## Task details
Everything from the line that contains "of the black" through the final line of the records should be written out exactly, and nothing outside that span.

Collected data
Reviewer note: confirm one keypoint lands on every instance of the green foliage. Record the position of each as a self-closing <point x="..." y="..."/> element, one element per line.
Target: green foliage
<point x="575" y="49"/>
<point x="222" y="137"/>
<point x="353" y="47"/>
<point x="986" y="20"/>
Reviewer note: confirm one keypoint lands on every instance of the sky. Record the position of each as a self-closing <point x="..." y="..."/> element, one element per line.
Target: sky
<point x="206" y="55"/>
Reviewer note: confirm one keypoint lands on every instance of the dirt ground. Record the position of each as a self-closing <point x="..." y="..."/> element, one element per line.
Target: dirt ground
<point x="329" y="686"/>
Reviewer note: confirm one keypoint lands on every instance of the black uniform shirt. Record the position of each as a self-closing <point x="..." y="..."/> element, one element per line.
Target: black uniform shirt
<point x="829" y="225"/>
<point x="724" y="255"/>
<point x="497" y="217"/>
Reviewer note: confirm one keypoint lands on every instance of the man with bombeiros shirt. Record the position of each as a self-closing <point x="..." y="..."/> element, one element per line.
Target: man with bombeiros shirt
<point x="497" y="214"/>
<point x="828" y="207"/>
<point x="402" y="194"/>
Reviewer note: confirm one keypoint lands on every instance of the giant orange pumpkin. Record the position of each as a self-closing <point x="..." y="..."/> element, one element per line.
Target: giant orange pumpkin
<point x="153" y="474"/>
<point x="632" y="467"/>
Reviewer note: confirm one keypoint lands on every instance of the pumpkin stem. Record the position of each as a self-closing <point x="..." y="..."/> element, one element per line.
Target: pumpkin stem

## Answer to the task
Reviewer note: confirm one keypoint lands on every instance of the black uniform shirt. Record the position of each as a self-closing <point x="..." y="..."/> element, one element per line.
Target: black uniform shirt
<point x="829" y="225"/>
<point x="724" y="255"/>
<point x="497" y="217"/>
Reviewer note: confirm one keypoint lands on every instance of the man with bombeiros shirt. Record the position of each as a self-closing <point x="..." y="..."/> element, one element per line.
Target: man with bombeiros shirt
<point x="497" y="214"/>
<point x="828" y="207"/>
<point x="402" y="194"/>
Reviewer note: confirm one keypoint lands on every instance of the giant orange pumpkin. Record the position of each as a self-closing <point x="..." y="..."/> element, one element per line.
Target: giant orange pumpkin
<point x="153" y="474"/>
<point x="632" y="467"/>
Reviewer note: confirm one keypoint lands on every instance of the pumpkin stem. Record the position of each as a self-closing <point x="..." y="..."/> element, one element per line.
Target: pumpkin stem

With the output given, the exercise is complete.